# SUPPLIED PASSAGE
◇ ◇ ◇
A judge Wednesday ordered 175 wiretap recordings turned over to prosecutors after hearing that the bulk of the phone calls were from reporters to double-murder suspect Scott Peterson.
The recently discovered recordings, made before Peterson's arrest in April, contain no information shedding light on the high-profile case, his lawyer said.
During Wednesday's wide-ranging hearing in Stanislaus County Superior Court, Judge Al Girolami also denied Peterson's request to see the police file from an unsolved San Francisco killing. Girolami said it was "highly speculative" the file holds information relevant to the Peterson case.
Peterson's defense attorneys had argued that the file "directly relates to identifying the actual perpetrators in the abduction and killing of Laci Peterson and her unborn son."
Scott Peterson, 30, has pleaded not guilty to charges he murdered his 27-year-old wife and their unborn child, Conner. Prosecutors are seeking the death penalty.
Peterson appeared in court in a navy blue suit. Laci Peterson's mother, Sharon Rocha, and stepfather, Ron Grantski, attended the hearing, as did Scott Peterson's parents, Lee and Jackie Peterson. The Petersons apparently stayed at the Covena Avenue home where Scott and Laci Peterson lived; they were seen leaving the house early Wednesday.
During the hearing, Girolami added the 175 newfound wiretap recordings to weeks of others that involved 22 reporters, among others, and ruled that those recorded can listen to their respective conversations starting July 28. Prosecutors, who already have access to the earlier recordings, except calls between Peterson and his defense team, can listen to all but one of the new batch, Girolami ruled.
The exception is a 29-second call on Jan. 26 involving Peterson and his Modesto attorney, Kirk McAllister.
Prosecutor Rick Distaso, noting Girolami's broad gag order, asked if the judge planned to bar journalists from reporting their conversations. "I don't think I can," the judge said, but he refused to provide copies of the recordings to journalists. They will make arrangements with district attorney's office investigator Mark Jacobsen to hear the recordings.
Lead defense attorney Mark Geragos of Los Angeles downplayed the value of the newly discovered recordings, which had been trapped in a server buffer.
"I listened to as many of the media calls as I could stomach," Geragos said, referring to them as "embarrassing" to reporters.
◇ ◇ ◇
# PARTS OF THE EXERCISE
#1 In the article about the Peterson wiretap hearing, which call from the new batch are prosecutors not allowed to hear?
#2 Write the next part of the article about the Peterson wiretap hearing, starting after its last sentence.
This data is separate material, unrelated to the article above.

[Excerpts from a location annotation dataset]
◇ ◇ ◇
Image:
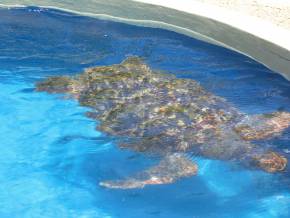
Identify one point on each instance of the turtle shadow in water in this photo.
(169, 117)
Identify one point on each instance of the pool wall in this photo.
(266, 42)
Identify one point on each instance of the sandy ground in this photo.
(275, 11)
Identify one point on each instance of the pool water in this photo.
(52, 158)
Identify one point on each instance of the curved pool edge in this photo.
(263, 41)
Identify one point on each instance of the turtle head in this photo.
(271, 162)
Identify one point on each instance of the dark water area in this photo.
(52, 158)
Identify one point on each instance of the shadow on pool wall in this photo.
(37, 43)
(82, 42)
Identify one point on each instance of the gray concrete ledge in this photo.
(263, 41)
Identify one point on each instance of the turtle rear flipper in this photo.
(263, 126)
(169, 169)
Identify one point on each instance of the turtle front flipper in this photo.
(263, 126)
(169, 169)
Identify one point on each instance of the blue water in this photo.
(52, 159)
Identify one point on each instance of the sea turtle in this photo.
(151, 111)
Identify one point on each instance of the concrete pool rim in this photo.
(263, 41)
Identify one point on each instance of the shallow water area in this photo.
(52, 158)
◇ ◇ ◇
# TASK-BY-TASK OUTPUTS
#1 A 29-second call on Jan. 26 between Scott Peterson and his Modesto attorney, Kirk McAllister.

#2
Some of the recently discovered wiretap recordings involved journalists who weren't among those in the other batch. Under state law, the district attorney's office must notify anyone whose calls were intercepted.
"This is quite an invasion of someone's privacy to have a wiretap on someone's phone," Chief Deputy District Attorney John Goold said outside the courthouse as he addressed legal requirements surrounding wiretaps.
Geragos, thinking there could be even more telephone calls unknowingly captured on the wiretap servers, had asked to have his expert examine them. Girolami on Wednesday agreed and said he would likely appoint court information technician Anthony Paradiso to oversee the inspection because the servers no doubt contain unrelated recordings dealing with other criminal cases.
Defense loses bid for SF info
Defense attorneys were dealt a blow when Girolami said he would not order San Francisco authorities to hand over their file on the unsolved death of a pregnant woman whose body was found last July in San Francisco Bay.
Evelyn Hernandez, a 24-year-old single mother, disappeared in May 2002 with her 5-year-old son, Alex. Hernandez was eight months pregnant at the time.
The bodies of Laci Peterson and her son were found in April along the bay's eastern shore.
Peterson was almost eight months pregnant when she was reported missing Christmas Eve.
The defense had sought the Hernandez file, writing in court documents that there were "obvious similarities" between the cases and information in the file "may very well exonerate" Peterson.
San Francisco police, represented by the San Francisco city attorney's office, opposed turning the documents over, saying to do so would jeopardize their investigation.
Girolami provided copies of autopsy reports to both sides, noting they were no longer sealed. He also ordered 30 autopsy photos to be turned over, but delayed that ruling for 10 days to allow Hernandez's family to be consulted.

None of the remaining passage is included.